== EXERCISE AIM ==
From the data below, please reproduce exactly everything from the line that contains "Target: belt buckle" down to the line that contains "of the handbag", with both ends included.

== DATA ==
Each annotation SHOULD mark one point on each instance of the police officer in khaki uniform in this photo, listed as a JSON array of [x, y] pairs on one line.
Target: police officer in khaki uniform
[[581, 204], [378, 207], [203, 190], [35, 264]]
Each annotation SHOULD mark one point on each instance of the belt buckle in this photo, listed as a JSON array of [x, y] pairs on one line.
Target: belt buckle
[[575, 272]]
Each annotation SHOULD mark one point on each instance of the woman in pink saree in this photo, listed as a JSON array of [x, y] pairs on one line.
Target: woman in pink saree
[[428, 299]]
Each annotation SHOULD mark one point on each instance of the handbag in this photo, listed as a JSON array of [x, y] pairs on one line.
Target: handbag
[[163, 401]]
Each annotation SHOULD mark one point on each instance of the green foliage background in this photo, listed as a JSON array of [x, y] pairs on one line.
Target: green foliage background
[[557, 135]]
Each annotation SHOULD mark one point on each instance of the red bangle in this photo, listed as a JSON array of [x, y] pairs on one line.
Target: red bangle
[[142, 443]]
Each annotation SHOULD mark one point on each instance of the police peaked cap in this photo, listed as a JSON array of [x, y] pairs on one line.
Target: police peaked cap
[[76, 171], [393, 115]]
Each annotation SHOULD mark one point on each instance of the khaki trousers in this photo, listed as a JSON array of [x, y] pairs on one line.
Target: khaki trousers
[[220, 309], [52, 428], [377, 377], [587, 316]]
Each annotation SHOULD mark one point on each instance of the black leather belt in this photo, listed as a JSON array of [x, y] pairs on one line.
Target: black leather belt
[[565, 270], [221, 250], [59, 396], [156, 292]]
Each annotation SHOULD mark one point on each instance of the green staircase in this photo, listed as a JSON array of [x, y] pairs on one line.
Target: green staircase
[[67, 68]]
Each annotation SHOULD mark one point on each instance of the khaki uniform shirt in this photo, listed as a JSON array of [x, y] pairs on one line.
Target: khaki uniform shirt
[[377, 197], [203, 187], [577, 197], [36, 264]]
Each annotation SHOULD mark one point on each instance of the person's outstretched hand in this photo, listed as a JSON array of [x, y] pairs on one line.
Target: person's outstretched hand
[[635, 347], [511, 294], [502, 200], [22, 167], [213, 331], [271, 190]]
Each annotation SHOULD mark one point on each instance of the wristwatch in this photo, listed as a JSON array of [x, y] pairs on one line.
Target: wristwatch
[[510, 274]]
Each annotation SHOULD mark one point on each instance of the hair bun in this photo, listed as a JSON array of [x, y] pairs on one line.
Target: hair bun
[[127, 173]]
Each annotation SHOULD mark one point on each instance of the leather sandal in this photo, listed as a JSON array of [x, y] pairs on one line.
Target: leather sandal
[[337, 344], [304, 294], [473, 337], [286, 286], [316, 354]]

== OUTPUT FOR THIS EXERCISE ==
Target: belt buckle
[[575, 272]]
Each annotation SHOULD mark one point on each instance of the woman in pink saree in this photo, listed as a JSON array of [x, y] pairs on one line.
Target: woman in pink saree
[[428, 299]]
Each annotation SHOULD mark one point on each instance of the handbag in this photo, listed as a JSON array of [x, y] pairs on one line.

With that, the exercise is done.